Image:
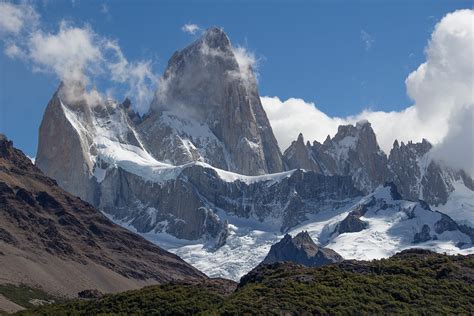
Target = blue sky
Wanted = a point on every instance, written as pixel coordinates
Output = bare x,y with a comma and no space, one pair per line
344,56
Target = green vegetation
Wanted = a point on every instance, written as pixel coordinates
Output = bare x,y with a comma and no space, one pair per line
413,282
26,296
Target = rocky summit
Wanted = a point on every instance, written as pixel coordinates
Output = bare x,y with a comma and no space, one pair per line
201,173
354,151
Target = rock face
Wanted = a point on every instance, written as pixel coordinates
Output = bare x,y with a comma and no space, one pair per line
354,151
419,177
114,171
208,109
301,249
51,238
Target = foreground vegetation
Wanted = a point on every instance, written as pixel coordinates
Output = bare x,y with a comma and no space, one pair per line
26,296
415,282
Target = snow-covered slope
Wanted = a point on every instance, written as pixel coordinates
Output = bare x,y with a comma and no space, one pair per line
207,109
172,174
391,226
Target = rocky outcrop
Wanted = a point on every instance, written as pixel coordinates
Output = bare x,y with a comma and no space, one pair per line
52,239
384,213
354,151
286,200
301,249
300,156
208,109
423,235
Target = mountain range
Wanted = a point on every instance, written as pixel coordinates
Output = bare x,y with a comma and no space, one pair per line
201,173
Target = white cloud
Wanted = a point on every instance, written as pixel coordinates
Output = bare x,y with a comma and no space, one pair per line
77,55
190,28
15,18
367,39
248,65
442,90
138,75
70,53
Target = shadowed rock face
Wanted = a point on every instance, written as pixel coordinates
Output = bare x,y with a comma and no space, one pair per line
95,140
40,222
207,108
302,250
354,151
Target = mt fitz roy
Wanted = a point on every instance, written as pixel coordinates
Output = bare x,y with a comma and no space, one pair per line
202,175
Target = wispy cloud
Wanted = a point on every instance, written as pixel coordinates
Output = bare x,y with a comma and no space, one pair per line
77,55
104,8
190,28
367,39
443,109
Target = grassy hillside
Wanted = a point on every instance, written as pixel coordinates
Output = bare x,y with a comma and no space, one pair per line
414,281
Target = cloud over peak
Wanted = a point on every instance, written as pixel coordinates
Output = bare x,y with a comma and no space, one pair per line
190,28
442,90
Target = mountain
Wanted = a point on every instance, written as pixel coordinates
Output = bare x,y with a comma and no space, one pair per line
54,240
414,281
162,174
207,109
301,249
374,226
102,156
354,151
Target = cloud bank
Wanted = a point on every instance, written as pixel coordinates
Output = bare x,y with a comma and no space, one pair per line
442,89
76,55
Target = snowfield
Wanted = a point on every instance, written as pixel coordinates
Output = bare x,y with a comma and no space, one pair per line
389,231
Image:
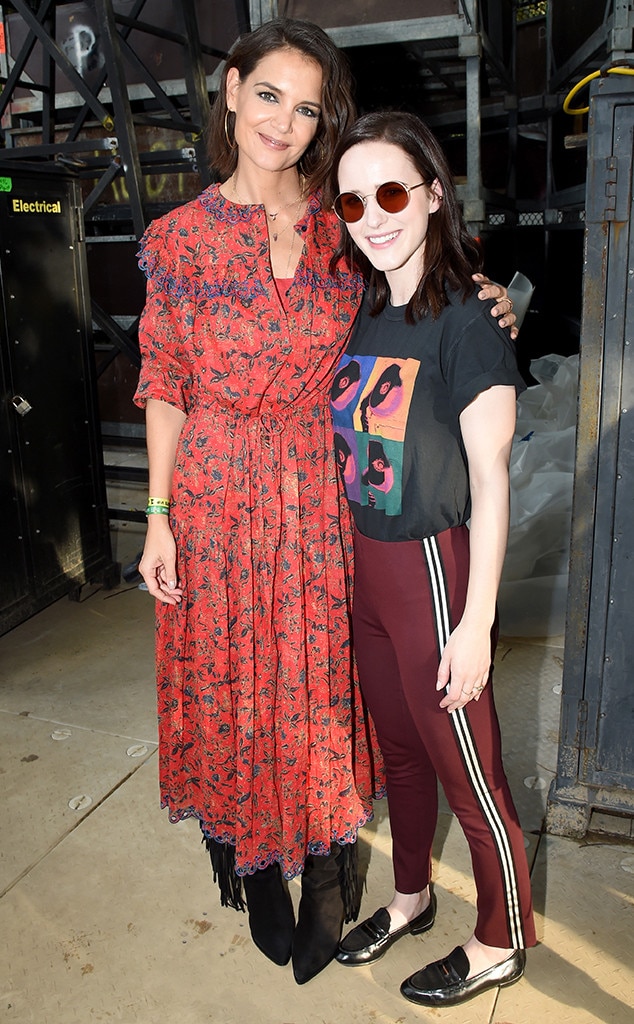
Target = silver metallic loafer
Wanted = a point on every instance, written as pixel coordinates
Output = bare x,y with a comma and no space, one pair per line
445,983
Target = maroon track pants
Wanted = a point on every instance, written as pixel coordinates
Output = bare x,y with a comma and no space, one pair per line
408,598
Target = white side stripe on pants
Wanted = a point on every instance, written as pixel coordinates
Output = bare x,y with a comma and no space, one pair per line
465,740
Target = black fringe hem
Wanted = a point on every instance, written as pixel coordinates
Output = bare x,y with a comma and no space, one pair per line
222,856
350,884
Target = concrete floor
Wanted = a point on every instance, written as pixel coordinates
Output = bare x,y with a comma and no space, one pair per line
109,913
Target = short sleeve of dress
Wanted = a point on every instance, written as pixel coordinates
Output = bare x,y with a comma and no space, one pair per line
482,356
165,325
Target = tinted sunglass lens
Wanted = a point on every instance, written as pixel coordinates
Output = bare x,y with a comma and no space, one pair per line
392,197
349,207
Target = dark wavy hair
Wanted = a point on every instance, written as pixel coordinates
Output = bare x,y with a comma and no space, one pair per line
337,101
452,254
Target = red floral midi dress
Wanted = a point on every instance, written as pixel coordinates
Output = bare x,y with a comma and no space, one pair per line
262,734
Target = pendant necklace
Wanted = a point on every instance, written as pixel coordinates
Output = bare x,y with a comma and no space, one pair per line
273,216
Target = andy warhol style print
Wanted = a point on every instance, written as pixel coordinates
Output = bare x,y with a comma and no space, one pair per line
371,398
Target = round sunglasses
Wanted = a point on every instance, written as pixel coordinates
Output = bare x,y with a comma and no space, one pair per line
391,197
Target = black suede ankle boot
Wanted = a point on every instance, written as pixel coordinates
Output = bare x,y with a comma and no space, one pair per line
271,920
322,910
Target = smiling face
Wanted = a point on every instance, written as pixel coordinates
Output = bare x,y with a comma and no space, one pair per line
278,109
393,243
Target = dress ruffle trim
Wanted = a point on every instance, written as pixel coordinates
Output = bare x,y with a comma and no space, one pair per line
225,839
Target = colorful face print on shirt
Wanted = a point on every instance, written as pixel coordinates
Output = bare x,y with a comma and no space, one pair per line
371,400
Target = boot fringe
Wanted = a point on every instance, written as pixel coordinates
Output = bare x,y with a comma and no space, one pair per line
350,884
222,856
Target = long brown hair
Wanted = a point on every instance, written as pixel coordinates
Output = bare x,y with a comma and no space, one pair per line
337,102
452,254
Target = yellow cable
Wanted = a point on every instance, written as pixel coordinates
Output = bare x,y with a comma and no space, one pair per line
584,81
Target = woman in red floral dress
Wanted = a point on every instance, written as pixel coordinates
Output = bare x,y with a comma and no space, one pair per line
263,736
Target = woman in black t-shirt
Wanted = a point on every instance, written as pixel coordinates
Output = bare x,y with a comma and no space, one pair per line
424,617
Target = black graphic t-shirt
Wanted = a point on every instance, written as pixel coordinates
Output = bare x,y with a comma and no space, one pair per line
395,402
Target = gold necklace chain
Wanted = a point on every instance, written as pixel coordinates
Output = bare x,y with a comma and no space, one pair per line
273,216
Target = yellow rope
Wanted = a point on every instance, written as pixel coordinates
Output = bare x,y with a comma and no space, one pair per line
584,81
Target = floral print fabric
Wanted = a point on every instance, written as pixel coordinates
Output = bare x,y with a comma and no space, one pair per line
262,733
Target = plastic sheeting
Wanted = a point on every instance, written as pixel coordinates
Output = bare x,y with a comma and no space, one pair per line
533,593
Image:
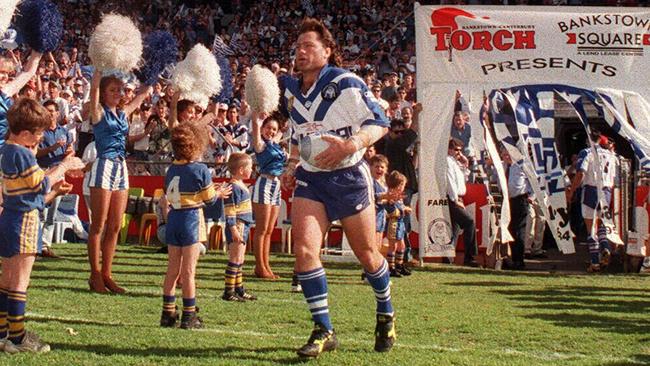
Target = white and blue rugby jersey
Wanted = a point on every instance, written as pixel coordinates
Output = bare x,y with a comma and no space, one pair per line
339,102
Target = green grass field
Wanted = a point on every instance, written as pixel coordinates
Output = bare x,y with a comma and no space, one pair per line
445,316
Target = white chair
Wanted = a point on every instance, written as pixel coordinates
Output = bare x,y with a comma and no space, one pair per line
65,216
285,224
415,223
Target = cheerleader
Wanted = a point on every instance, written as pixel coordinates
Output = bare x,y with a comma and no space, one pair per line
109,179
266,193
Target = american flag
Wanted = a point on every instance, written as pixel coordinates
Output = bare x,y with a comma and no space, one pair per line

• • • •

Reproduce each line of the records exactly, and omit every picture.

Image:
Target = blue sky
Wanted = a point on every instance, written as pixel coordinates
Output = bare x,y with a comma and no space, one pair per line
344,56
Target = green vegetation
Wanted = a point on every instance, written as pixel coordinates
Output = bare x,y with a comma and no space, one pair per line
413,282
26,296
Target = rocky summit
Wanted = a point on every instance, written as pixel coordinates
Output = bare x,y with a comma and no space, one pair per line
201,173
354,151
Target = rock face
Wanted = a point on every instance, written as pixel coordinates
Output = bare x,y with a comma and no space, one pair per line
354,151
419,177
114,171
208,109
301,249
51,238
Target = foreground vegetation
Wanted = a point on every instance, written as pixel coordinates
Output = bare x,y with a comma and no space, one pair per line
26,296
415,282
Target = snow-covered slope
Wanted = a point on every instance, written as pixel coordinates
Output = bare x,y with a comma and no space, one pair per line
207,109
172,174
391,226
Target = rocky outcrop
Wanted = a point on every instance, written as pixel coordinates
Output = bare x,y with a comma and no space, one pair per line
52,239
384,213
354,151
286,200
301,249
300,156
208,109
423,235
Target = mountain range
Wanted = a point on every instance, written as pixel coordinates
Output = bare x,y with a comma and no space, one pair per line
201,173
Target = white cloud
Wanted = a point on every instance, written as pixel coordinates
Output = bare x,y with a comma and no space, one pair per line
77,55
190,28
15,18
367,39
248,65
442,90
138,75
70,53
Target = shadowed rock face
Wanted = a point on every instance, written as pixel coordinates
Output = bare x,y with a comma and no space, one pair per line
95,140
40,222
207,108
302,250
354,151
Target = mt fitz roy
Wanted = a point on every instance, written as pixel coordinates
Output = bare x,y with a comma and no space, one pair per line
202,175
Target = wispy cloud
Wanted = a point on every instance, written as pixel coordinates
Output = bare x,y with a comma and no space, one pair per line
77,55
104,8
190,28
367,39
443,109
Target = grassy hillside
Wanted = a point on every instance, written as pixel coordinates
Output = bare x,y with a comma and no space, one pair per line
414,281
Target = cloud over peak
Wanted = a point on every instance, written as pixel coordinates
Output = bare x,y with a comma and no space, one pair per line
190,28
442,90
Target = mountain
Wanted = a point on every instance, written as pixel coordinates
Output = bare x,y with a comma and no space, one pair per line
54,240
414,281
162,174
207,109
301,249
374,226
102,156
354,151
Target = cloud bank
Wanted = a point on every instance, written as pixel coordinates
Output = bare x,y with a comma and no space, one pair per line
442,89
76,55
Target = snowfield
Wanted = a point on every instance, written as pixel coordinates
Output = bare x,y with a comma and no space, one pair per line
389,231
Image:
Target = silver metallic loafer
Wanted = a point on every instance, written as pixel coordinates
Output = bare x,y with a comma and no space, one pair per line
445,983
Target = maroon track pants
Wanted = a point on every instance, written as pixel coordinates
Output = bare x,y with a comma and no space, one pair per line
408,598
Target = white side stripe on pants
Wanted = a point on every instance, written as pixel coordinates
Output = bare x,y with a comma and no space, one pair per line
465,740
Target = black fringe hem
Wanted = a point on every instance, written as pixel coordinates
Output = bare x,y with a comma and no space, one pair per line
222,856
350,884
Target = concrete floor
Wanted = a point on every instance, written as pixel coordinates
Output = bare x,y with a comma and no space, one pair per line
109,913
Target = short sleeve of dress
Wanted = a point on every instance, written as pixel coordinates
Output = bare x,y with a comma and no space, one pair per line
482,356
165,325
Target = tinted sunglass lens
Wanted = a point on every instance, written as pixel coordinates
Output = bare x,y with a comma and no space, one pair per line
392,197
349,207
Target = dark wavy hair
Wanted = a point on every instance, written as pixel coordinates
Output = bare x,y with a comma and no space, one pair per line
337,101
452,254
Target = red floral midi dress
Wanted = a point on every instance, written as pixel coordinates
Output = bare x,y with a comma and no space, one pair per line
262,734
Target = pendant necklace
Wanted = a point on every instance, written as pixel coordinates
Output = bare x,y with a comma and no space, one pair per line
273,216
Target = andy warhol style print
Wanted = a point on every instance, written as pixel coordinates
Output = bare x,y with a comma and no space, one pair per line
371,398
Target = round sunglasses
Wanted = a point on every instance, written as pixel coordinates
Output = bare x,y with a comma and no space, one pair per line
391,197
Target = black suede ankle boot
Wanted = a point on every instance, written as pixel coordinates
Output = bare x,y with a comma and no space, one pair per line
271,920
322,910
Target = smiling face
Wanted = a point on every instance, written as pixel coordinates
Output = bare x,y with a comma and no space, one pair per line
278,109
393,243
Target = dress ruffle trim
Wanted = a point on every instance, written as pixel coordinates
Output = bare x,y with a comma and no space, one pair per line
225,839
Target = colorful face print on shirt
Wanted = a point on every instance, written as pixel coordinates
Output = bare x,y with a comma and no space, one pair per line
371,400
Target = boot fringe
Wanted = a point on every instance, written as pixel coordinates
Output = bare x,y with a comma and no space, one pair per line
350,884
222,856
Target = long brown hair
Wanted = a point on every instance, written as pixel coordinates
Output = bare x,y with a comma and no space, one pair per line
337,102
452,254
Target = yellow cable
Wanted = a point on every instance, written as pixel coordinates
Output = bare x,y with a comma and no space, one pair per line
584,81
Target = woman in red floral dress
Wanted = a point on every instance, written as pixel coordinates
Output = bare x,y with a comma and no space, one pair per line
263,736
Target = woman in black t-shirt
Wanted = a point on every instance, written as pixel coordinates
Output = bare x,y with a comma and no space, one pair per line
424,617
Target = black graphic t-shirt
Wanted = a point on every instance, written as pixel coordinates
Output = bare x,y with a comma and no space, one pair per line
395,402
Target = gold necklace chain
Wanted = a point on every instance, written as pixel coordinates
Output = bare x,y with a comma and no space, one pair per line
273,216
Target = yellow rope
Wanted = a point on every instance, written as pixel coordinates
Output = bare x,y with a comma and no space, one pair per line
584,81
Target = floral print fabric
Wanted = a point on every instance, written as pixel coordinates
Output = bare x,y with a comma and no space, one pair per line
262,733
Target = plastic sheeting
Wanted = a point on every instance, written as pixel coordinates
Output = bare x,y with a comma and no space, one pair per line
533,593
Image:
Target = white and blue rugby jersey
Wanted = a point on every instance, written as pixel coordinates
Output = bare x,y with a comma and no space, one pair per line
339,102
Target = green grass field
Wanted = a point on every instance, written as pixel coordinates
Output = bare x,y with a comma and no space, one pair per line
445,316
Target = white chair
Wanted = a point on every instance, written as pixel coordinates
Output = bare x,y with a comma and no space, one pair per line
65,216
285,224
415,223
Target = cheerleader
Wanted = a point on every instance, written as pixel coordinates
Output = bare x,y with a comma and no space, one pair per line
109,179
266,193
Target = american flag
Wanted = a point on every instance, written as pixel coordinates
Output = bare x,y with a comma and no space, one pair per line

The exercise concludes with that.